Recopiez mot pour mot, dans le texte sur Framasoft et les outils libres, tout ce qui va de « Pascal Nguyên » jusqu'à « les logiciels libres. ».

• PASSAGE CITÉ:
##########

Un déploiement en interne ?
Avec quelques moyens et des ressources informatiques internes, il est aussi même possible de créer ces mêmes outils. « Par exemple, Framadrive, l’alternative à Dropbox qui compte 5 000 comptes de 2 Go, est réalisé avec l’outil libre Nextcloud et hébergé sur un serveur loué 100 euros par mois, auxquels il faut ajouter une petite partie du salaire de l’informaticien qui le gère », détaille le délégué général. Ce sont donc des services à la portée d’un grand nombre de structures. Et pourquoi pas de fédérations qui pourraient mettre en place des espaces sécurisés pour leurs adhérents. But ultime de Framasoft ? « Que les professionnels déploient ces outils dans leur organisation. Nous n’avons pas vocation à accueillir des millions d’utilisateurs. »
En effet, après tout, pourquoi ne pas faire plus confiance à Framasoft qu’aux Gafam ? Pierre-Yves Gosset s’en amuse : « Votre première réaction devrait être “Je ne vous fais pas confiance puisque je ne vous connais pas !” » Tous les outils dont l’association dispose pour créer les services en ligne sont issus du Web libre. Non seulement cela permet d’observer dans le détail ce qui s’y passe. Mais encore la reconnaissance d’intérêt général de Framasoft et les conditions générales d’utilisation, où il est clairement stipulé qu’il n’exploite pas les données et qu’il ne les transférera à personne, sont un gage de probité. Ce contrairement aux Gafam qui aujourd’hui utilisent les informations que vous leur avez « confiées » pour des publicités ciblées. En outre, ils les communiquent également à des tiers, notamment à des services de renseignement comme l’affaire Snowden l’a révélé en 2013.
Pascal Nguyên
L’essentiel à retenir
- Identifier les services Web utilisés par les professionnels de la structure : moteurs de recherche, envoie de fichiers lourds, outils bureautiques en ligne, etc. ;
- Vérifier s’il existe des alternatives libres sur le site de Framasoft ;
- Informer et inciter à l’utilisation de ces outils, en les « bookmarkant » (inscrivant dans les favoris) notamment sur les postes de travail ;
- Sous réserve de disposer des ressources nécessaires, créer ses propres services en s'appuyant sur les logiciels libres.

##########

• Entrées issues d'une source de données:
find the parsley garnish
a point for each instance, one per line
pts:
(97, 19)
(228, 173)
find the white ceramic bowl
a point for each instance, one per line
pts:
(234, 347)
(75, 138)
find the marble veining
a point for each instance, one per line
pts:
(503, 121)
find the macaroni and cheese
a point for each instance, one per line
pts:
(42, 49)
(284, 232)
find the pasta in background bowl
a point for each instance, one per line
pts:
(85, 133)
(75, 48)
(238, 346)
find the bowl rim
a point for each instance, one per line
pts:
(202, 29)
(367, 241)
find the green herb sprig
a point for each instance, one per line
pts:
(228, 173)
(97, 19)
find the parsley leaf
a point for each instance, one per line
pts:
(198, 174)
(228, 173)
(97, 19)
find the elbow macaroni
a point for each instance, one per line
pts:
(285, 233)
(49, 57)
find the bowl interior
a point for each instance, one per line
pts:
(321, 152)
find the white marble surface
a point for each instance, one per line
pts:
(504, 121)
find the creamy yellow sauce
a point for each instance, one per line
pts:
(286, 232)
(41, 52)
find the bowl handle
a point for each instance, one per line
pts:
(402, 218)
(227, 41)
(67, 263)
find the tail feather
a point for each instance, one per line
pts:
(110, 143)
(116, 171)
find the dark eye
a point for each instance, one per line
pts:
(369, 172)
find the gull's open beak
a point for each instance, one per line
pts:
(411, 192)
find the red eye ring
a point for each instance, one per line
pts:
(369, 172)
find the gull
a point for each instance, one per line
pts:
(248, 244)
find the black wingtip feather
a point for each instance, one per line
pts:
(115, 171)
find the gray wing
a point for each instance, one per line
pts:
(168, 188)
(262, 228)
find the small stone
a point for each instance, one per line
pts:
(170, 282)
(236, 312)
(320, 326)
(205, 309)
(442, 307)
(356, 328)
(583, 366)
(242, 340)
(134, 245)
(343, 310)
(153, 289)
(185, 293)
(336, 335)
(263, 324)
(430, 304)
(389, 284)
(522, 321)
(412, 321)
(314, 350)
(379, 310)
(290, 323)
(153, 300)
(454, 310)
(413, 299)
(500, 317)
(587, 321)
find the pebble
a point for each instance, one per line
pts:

##########

• VOTRE RÉPONSE:
Pascal Nguyên
L’essentiel à retenir
- Identifier les services Web utilisés par les professionnels de la structure : moteurs de recherche, envoie de fichiers lourds, outils bureautiques en ligne, etc. ;
- Vérifier s’il existe des alternatives libres sur le site de Framasoft ;
- Informer et inciter à l’utilisation de ces outils, en les « bookmarkant » (inscrivant dans les favoris) notamment sur les postes de travail ;
- Sous réserve de disposer des ressources nécessaires, créer ses propres services en s'appuyant sur les logiciels libres.